== RECORDS TO USE ==

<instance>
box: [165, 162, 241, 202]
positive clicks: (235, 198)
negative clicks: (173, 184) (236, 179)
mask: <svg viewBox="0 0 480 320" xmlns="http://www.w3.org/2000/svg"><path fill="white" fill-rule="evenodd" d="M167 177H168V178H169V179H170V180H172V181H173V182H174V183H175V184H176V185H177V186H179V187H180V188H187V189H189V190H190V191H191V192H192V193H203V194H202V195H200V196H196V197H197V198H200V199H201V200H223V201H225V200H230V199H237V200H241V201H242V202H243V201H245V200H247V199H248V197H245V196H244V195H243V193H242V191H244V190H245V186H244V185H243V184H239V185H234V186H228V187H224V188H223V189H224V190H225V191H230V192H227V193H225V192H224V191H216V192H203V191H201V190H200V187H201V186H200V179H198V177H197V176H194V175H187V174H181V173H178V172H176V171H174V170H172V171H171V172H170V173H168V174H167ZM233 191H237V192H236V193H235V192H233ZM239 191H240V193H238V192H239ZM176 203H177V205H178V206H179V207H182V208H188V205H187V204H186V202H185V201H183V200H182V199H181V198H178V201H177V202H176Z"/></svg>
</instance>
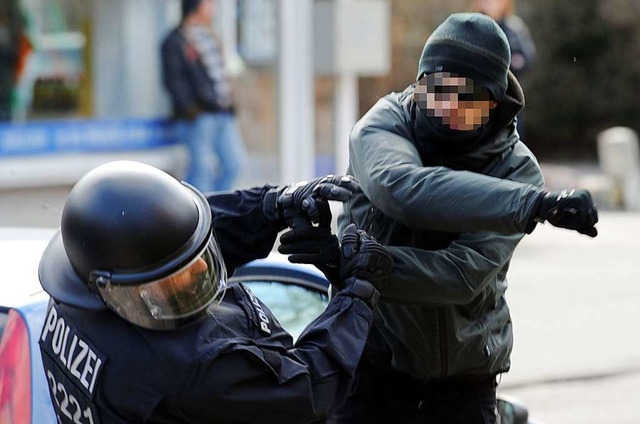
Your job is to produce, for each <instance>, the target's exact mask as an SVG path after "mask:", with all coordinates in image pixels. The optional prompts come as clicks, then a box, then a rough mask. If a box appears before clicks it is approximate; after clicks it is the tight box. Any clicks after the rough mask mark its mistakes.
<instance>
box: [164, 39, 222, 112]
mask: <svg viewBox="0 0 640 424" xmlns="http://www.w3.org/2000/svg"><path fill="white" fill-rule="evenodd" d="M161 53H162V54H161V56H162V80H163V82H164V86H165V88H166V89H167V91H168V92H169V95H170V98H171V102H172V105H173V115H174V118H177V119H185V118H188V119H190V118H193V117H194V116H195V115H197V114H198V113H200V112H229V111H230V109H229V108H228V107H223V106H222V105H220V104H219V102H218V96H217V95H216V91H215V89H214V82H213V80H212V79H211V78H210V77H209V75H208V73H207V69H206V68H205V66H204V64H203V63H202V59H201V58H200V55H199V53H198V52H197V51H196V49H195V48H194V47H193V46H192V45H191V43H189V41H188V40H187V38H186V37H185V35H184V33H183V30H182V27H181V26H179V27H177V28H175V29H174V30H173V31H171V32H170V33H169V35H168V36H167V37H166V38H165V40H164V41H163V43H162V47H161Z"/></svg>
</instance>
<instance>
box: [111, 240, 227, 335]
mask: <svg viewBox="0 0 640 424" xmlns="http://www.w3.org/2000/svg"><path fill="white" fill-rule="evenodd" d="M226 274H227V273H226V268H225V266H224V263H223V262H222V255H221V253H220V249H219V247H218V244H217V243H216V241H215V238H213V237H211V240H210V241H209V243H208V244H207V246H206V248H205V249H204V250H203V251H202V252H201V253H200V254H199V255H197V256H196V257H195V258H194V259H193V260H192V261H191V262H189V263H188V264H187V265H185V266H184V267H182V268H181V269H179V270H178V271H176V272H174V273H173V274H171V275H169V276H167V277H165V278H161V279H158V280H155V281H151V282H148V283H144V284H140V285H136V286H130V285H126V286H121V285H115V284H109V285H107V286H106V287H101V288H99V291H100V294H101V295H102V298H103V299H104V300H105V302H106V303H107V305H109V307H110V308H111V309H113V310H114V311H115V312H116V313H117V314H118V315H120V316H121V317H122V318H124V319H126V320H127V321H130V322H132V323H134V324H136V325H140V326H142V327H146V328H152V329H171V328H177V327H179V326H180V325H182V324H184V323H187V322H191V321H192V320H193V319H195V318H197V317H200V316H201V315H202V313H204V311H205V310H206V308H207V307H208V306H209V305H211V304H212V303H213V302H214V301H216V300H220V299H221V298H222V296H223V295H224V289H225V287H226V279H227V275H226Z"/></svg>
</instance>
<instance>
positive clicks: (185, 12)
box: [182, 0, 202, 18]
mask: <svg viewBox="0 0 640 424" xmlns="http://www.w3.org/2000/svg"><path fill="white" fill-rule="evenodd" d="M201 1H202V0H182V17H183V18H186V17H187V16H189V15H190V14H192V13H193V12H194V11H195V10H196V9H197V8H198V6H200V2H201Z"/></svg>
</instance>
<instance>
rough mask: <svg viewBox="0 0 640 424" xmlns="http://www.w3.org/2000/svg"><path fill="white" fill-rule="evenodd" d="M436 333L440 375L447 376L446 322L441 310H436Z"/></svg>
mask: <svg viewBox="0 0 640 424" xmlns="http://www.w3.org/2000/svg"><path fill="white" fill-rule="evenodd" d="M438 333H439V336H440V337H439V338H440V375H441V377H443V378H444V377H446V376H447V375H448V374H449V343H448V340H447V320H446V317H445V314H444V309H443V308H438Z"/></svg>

===
== RECORDS TO USE ==

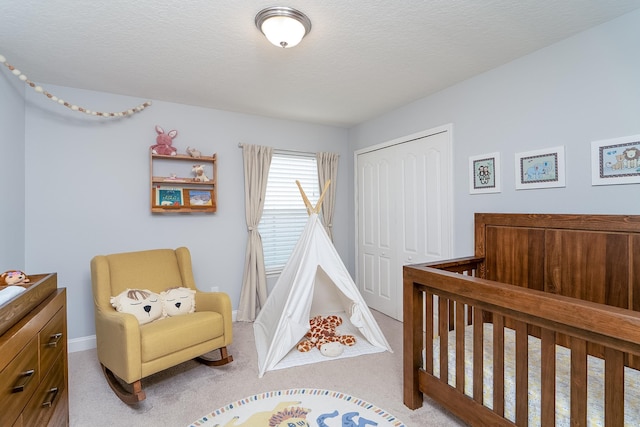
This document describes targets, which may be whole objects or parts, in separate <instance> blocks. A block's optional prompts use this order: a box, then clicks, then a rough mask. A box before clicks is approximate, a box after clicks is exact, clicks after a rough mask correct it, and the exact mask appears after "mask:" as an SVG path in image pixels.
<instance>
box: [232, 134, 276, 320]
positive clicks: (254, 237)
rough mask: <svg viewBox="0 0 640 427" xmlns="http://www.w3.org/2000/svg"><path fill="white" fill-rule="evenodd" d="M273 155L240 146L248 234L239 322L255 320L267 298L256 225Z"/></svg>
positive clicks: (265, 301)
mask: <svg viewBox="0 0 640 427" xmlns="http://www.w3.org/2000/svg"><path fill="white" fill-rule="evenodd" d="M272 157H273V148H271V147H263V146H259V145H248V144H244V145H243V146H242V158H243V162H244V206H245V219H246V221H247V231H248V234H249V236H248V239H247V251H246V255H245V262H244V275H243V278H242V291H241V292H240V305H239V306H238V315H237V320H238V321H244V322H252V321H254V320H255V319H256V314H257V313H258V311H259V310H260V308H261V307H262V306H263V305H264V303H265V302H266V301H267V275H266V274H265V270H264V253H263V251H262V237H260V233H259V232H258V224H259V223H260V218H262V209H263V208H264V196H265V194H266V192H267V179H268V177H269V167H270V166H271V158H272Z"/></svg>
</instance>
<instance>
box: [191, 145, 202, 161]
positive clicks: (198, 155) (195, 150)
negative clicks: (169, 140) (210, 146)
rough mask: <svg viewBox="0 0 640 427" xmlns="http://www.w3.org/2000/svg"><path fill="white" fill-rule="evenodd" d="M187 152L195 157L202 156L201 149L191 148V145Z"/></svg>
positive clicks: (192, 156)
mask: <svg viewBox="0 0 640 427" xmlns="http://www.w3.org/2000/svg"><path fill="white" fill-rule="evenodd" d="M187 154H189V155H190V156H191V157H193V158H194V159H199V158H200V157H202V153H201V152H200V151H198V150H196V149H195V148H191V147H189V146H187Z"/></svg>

===

Please count the lines in the records above that contain the word "positive" and give only that number.

6